**Problem**
Extract all of the entries and give them again, word for word.

Dataset excerpts on object pointing
+ + + + + + +

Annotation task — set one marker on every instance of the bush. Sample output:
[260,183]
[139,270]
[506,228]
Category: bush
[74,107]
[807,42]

+ + + + + + +

**Exercise output**
Annotation task — set one marker on every instance of the bush. Sample output:
[260,183]
[139,270]
[506,228]
Category: bush
[74,107]
[807,42]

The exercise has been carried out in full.